**** Document

C# Class RTools.Util.StreamTokenizer

A StreamTokenizer similar to Java's. This breaks an input stream (coming from a TextReader) into Tokens based on various settings. The settings are stored in the TokenizerSettings property, which is a StreamTokenizerSettings instance.

This is configurable in that you can modify TokenizerSettings.CharTypes[] array to specify which characters are which type, along with other settings such as whether to look for comments or not.

WARNING: This is not internationalized. This treats all characters beyond the 7-bit ASCII range (decimal 127) as Word characters.

There are two main ways to use this: 1) Parse the entire stream at once and get an List of Tokens (see the Tokenize* methods), and 2) call NextToken() successively. This reads from a TextReader, which you can set directly, and this also provides some convenient methods to parse files and strings. This returns an Eof token if the end of the input is reached.

Here's an example of the NextToken() style of use: StreamTokenizer tokenizer = new StreamTokenizer(); tokenizer.GrabWhitespace = true; tokenizer.Verbosity = VerbosityLevel.Debug; // just for debugging tokenizer.TextReader = File.OpenText(fileName); Token token; while (tokenizer.NextToken(out token)) log.Info("Token = '{0}'", token);

Here's an example of the Tokenize... style of use: StreamTokenizer tokenizer = new StreamTokenizer("some string"); List tokens = new List(); if (!tokenizer.Tokenize(tokens)) { // error handling } foreach (Token t in tokens) Console.WriteLine("t = {0}", t);

Comment delimiters are hardcoded (// and /*), not affected by char type table.

This sets line numbers in the tokens it produces. These numbers are normally the line on which the token starts. There is one known caveat, and that is that when GrabWhitespace setting is true, and a whitespace token contains a newline, that token's line number will be set to the following line rather than the line on which the token started.

Show file Open project: PaulMineau/AIMA.Net Class Usage Examples

Public Properties

Property Type Description
NChars int

Public Methods

Method Description
Display ( ) : void

Display the state of this object.

Display ( string prefix ) : void

Display the state of this object, with a per-line prefix.

NextToken ( Token &token ) : bool

Get the next token. The last token will be an EofToken unless there's an unterminated quote or unterminated block comment and Settings.DoUntermCheck is true, in which case this throws an exception of type StreamTokenizerUntermException or sub-class.

SpeedTest ( ) : bool

Speed test. This tests the speed of the parse.

StreamTokenizer ( ) : System

Default constructor.

StreamTokenizer ( TextReader sr ) : System

Construct and set this object's TextReader to the one specified.

StreamTokenizer ( string str ) : System

Construct and set a string to tokenize.

TestSelf ( ) : bool

Simple self test. See StreamTokenizerTestCase for full tests.

Tokenize ( List tokens ) : bool

Parse the rest of the stream and put all the tokens in the input List. This resets the line number to 1.

TokenizeFile ( string fileName ) : RTools.Util.Token[]

Tokenize a file completely and return the tokens in a Token[].

TokenizeFile ( string fileName, List tokens ) : bool

Parse all tokens from the specified file, put them into the input List.

TokenizeReader ( TextReader tr, List tokens ) : bool

Parse all tokens from the specified TextReader, put them into the input List.

********
**** Entries shown

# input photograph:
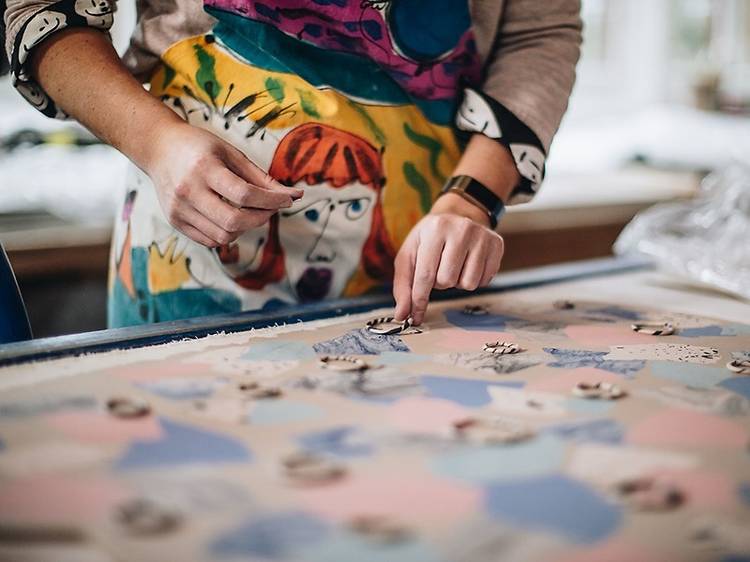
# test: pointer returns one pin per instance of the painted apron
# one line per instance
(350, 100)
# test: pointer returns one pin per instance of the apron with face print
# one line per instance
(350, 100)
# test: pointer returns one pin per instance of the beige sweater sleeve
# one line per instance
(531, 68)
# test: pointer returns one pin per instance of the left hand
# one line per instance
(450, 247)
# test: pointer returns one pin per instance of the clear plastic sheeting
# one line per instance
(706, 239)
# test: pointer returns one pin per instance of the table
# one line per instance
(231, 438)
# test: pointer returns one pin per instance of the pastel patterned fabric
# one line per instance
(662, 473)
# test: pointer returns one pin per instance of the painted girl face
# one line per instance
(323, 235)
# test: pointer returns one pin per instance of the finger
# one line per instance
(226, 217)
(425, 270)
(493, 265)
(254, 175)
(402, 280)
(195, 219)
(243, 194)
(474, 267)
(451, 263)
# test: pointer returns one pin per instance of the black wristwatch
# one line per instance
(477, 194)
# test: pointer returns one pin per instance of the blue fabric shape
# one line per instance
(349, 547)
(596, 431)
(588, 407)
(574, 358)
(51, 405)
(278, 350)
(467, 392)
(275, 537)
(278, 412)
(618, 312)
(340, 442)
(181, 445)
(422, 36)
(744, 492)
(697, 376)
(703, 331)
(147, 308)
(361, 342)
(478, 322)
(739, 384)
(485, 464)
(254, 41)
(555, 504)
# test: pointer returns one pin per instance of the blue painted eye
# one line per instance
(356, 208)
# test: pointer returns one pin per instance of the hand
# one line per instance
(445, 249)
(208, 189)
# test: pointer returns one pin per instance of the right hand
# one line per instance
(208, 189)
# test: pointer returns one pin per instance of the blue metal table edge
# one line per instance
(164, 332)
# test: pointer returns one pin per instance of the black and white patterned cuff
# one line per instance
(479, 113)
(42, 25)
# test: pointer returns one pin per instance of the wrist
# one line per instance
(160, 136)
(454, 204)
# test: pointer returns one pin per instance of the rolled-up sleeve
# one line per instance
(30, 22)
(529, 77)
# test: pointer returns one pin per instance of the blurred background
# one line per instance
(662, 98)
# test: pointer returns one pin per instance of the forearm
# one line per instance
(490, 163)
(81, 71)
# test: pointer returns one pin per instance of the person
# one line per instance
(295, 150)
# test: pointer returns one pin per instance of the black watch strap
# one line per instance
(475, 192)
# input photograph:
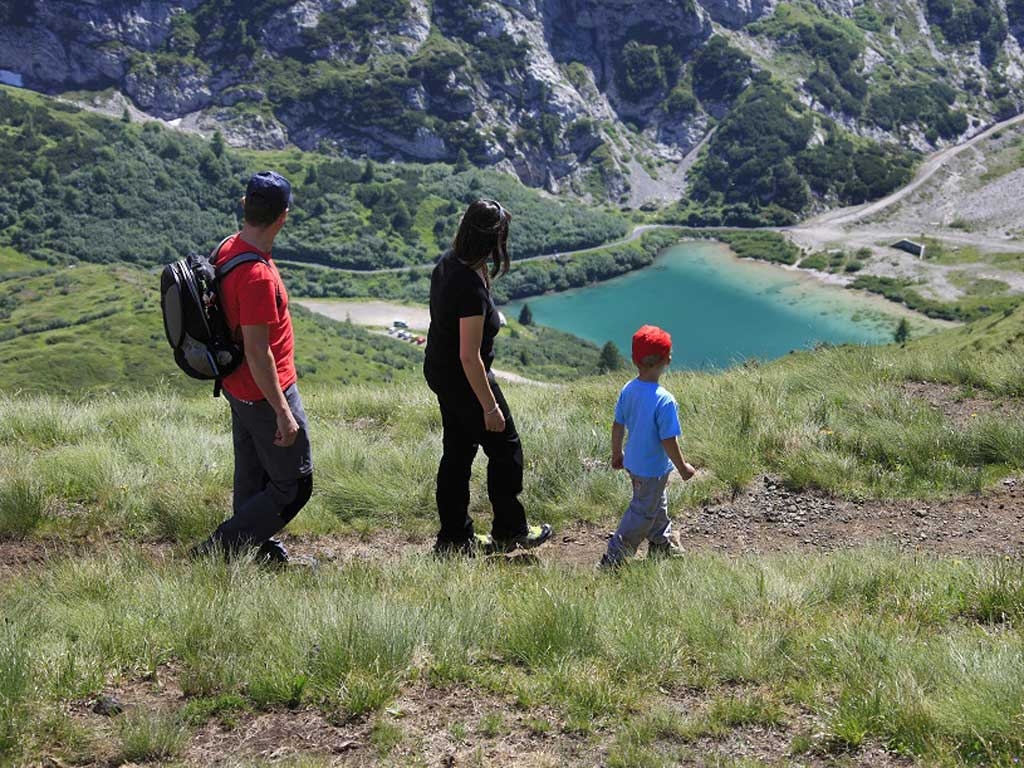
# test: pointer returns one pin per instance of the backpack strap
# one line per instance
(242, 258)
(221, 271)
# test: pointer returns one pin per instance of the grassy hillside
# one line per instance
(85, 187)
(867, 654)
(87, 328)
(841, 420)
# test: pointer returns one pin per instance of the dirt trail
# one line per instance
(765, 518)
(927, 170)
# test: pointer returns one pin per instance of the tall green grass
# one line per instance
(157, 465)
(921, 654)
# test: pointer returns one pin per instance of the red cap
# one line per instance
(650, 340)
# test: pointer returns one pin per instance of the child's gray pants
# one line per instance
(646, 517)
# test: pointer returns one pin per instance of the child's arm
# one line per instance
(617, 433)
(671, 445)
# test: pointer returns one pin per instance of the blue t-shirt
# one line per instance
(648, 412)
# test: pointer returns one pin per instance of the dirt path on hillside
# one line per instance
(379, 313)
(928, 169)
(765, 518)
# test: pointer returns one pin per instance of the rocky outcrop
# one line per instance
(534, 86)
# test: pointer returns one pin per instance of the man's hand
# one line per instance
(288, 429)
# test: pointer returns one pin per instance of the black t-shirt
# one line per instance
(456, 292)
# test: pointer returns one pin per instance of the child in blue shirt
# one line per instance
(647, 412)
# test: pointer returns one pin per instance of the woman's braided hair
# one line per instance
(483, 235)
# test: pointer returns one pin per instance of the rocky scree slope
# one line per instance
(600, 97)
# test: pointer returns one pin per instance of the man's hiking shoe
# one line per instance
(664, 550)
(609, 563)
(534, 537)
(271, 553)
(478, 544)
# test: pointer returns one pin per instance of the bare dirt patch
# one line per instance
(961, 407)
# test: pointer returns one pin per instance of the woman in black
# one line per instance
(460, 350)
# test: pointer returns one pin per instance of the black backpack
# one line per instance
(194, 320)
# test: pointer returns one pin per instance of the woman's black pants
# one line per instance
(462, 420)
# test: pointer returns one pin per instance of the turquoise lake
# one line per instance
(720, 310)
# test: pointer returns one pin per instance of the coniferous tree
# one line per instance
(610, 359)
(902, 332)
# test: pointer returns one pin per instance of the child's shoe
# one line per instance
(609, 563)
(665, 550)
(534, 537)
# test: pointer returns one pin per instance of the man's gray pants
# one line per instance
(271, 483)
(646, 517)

********

### Complete the following
(a) Based on the StreamTokenizer documentation, answer yes or no to each statement and quote the words that decide it: (i) The comment delimiters can be changed through the char type table. (ii) Characters beyond the 7-bit ASCII range are treated as Word characters. (iii) Calling Tokenize resets the line number to 1.
(b) In the StreamTokenizer documentation, what exception type does NextToken throw for an unterminated quote when Settings.DoUntermCheck is true?
(c) Reproduce the passage of the StreamTokenizer documentation between "TokenizeFile ( string fileName )" and "file, put them into the input List.", inclusive.

### Answers provided
(a)
(i) No: "Comment delimiters are hardcoded (// and /*), not affected by char type table."
(ii) Yes: "This treats all characters beyond the 7-bit ASCII range (decimal 127) as Word characters."
(iii) Yes: "This resets the line number to 1."

(b) StreamTokenizerUntermException or a sub-class of it.

(c)
TokenizeFile ( string fileName ) : RTools.Util.Token[]

Tokenize a file completely and return the tokens in a Token[].

TokenizeFile ( string fileName, List tokens ) : bool

Parse all tokens from the specified file, put them into the input List.